*SHORT PROBLEM*
Copy out the records below without any changes, from their first line through the line containing "35), (203, 35)]".

[Items from a dataset]
>>>

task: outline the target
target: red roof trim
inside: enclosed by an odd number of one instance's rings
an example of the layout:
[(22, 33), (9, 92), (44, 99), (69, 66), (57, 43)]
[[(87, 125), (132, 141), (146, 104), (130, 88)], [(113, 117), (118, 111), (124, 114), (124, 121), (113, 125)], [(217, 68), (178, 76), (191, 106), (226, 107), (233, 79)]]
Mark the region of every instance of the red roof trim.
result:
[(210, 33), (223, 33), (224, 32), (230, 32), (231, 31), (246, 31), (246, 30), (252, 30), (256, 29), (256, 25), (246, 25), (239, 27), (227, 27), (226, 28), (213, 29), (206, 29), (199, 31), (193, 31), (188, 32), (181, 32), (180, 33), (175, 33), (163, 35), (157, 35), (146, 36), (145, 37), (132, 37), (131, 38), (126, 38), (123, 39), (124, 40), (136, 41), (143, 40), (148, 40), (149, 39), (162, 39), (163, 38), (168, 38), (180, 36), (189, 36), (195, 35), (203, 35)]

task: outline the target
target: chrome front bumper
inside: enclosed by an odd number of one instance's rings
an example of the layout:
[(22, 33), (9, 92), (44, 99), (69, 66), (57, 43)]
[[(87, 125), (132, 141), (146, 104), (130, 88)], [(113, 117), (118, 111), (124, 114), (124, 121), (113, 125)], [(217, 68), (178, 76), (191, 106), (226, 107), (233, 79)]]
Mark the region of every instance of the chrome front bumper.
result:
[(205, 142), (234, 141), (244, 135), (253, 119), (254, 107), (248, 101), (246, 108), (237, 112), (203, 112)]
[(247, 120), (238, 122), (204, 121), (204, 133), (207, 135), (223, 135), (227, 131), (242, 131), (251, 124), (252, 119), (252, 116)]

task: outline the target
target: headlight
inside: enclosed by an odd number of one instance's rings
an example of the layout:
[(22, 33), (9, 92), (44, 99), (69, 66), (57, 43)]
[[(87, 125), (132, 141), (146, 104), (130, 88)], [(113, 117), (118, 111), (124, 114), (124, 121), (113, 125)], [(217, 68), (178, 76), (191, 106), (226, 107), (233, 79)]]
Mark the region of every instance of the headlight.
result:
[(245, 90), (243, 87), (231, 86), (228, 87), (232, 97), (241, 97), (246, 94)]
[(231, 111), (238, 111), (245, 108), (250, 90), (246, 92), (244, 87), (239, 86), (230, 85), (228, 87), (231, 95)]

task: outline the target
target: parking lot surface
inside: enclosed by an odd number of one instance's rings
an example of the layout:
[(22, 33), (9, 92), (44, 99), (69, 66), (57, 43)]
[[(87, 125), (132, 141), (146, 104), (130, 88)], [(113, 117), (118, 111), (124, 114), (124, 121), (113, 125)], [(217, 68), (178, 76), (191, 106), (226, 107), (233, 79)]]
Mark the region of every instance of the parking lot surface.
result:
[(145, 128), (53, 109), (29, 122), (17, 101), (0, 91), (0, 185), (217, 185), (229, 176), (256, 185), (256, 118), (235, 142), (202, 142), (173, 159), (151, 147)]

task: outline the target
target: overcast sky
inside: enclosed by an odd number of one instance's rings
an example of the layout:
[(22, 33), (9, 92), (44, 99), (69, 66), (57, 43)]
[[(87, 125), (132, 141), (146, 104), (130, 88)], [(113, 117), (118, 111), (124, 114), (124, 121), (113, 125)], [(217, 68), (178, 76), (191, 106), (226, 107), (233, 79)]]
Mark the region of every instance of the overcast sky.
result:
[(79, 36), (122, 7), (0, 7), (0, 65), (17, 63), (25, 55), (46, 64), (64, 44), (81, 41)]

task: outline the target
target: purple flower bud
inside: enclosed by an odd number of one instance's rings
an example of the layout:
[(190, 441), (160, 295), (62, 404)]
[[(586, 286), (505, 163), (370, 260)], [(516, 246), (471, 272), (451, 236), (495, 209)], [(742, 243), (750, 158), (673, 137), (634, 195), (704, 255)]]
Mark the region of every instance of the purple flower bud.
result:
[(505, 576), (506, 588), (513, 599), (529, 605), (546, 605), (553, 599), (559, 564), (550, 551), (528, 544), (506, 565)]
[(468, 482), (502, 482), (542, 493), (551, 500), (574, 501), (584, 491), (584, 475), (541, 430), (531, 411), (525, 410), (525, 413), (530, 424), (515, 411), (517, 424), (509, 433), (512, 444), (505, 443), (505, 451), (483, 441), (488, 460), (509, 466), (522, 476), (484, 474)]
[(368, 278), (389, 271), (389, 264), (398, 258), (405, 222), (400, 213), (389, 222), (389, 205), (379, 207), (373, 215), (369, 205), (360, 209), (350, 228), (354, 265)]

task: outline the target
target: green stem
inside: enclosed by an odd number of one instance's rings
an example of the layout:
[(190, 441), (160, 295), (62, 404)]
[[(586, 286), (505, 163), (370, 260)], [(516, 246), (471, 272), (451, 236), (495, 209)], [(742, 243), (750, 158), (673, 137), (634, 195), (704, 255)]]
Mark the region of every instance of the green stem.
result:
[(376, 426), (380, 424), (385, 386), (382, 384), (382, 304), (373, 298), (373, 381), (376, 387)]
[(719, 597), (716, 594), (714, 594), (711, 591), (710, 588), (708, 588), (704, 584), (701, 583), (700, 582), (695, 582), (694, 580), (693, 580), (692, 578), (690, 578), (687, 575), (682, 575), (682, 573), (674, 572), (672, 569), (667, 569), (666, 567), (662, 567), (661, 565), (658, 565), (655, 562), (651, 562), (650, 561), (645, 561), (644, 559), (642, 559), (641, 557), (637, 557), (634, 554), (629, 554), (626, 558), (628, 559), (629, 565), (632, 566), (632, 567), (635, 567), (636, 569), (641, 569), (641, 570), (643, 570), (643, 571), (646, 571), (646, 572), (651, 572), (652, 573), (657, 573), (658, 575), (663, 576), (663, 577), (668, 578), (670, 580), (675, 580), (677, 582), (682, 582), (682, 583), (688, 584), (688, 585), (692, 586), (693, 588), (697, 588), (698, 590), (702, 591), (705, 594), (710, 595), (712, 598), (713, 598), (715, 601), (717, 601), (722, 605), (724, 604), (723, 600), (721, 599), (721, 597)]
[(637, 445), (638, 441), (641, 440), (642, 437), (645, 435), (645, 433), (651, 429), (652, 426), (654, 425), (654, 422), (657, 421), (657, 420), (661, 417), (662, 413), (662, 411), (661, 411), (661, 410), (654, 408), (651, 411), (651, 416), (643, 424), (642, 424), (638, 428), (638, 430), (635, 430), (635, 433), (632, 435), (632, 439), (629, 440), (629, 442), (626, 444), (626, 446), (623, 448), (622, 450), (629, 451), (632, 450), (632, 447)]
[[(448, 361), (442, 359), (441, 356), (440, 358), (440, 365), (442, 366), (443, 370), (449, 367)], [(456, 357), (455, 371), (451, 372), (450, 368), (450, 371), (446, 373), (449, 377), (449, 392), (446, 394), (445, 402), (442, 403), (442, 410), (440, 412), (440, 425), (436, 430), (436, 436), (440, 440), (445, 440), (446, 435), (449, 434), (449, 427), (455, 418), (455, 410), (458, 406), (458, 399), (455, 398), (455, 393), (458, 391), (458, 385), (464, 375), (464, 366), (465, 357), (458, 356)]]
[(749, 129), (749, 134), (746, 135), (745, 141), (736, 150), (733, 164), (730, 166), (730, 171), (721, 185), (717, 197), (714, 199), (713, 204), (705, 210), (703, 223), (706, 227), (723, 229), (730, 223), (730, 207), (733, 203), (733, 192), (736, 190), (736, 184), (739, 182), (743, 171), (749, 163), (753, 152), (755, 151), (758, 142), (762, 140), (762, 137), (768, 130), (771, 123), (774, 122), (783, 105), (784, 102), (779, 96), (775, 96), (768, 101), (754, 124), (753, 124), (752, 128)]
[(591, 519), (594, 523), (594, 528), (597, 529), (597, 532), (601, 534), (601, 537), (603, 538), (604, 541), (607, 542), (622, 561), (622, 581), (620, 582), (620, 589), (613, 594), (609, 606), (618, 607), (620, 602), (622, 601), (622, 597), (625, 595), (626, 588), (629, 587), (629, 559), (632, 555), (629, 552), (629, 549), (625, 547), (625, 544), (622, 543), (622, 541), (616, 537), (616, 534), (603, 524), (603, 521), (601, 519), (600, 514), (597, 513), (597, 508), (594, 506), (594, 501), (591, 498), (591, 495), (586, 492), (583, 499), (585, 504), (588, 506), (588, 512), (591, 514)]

<<<

*EXERCISE ANSWER*
task: outline the target
target: red roof trim
inside: enclosed by an odd number of one instance's rings
an example of the layout:
[(22, 33), (9, 92), (44, 99), (69, 66), (57, 43)]
[[(87, 125), (132, 141), (146, 104), (130, 88)], [(113, 117), (118, 111), (124, 114), (124, 121), (113, 125)], [(217, 68), (178, 76), (191, 106), (226, 107), (233, 79)]]
Mark the region of every instance of the red roof trim.
result:
[(210, 33), (223, 33), (224, 32), (230, 32), (231, 31), (246, 31), (246, 30), (252, 30), (256, 29), (256, 25), (246, 25), (239, 27), (227, 27), (226, 28), (213, 29), (206, 29), (199, 31), (193, 31), (188, 32), (181, 32), (180, 33), (175, 33), (163, 35), (157, 35), (146, 36), (145, 37), (132, 37), (131, 38), (126, 38), (123, 39), (124, 40), (136, 41), (143, 40), (148, 40), (149, 39), (162, 39), (163, 38), (168, 38), (180, 36), (189, 36), (195, 35), (203, 35)]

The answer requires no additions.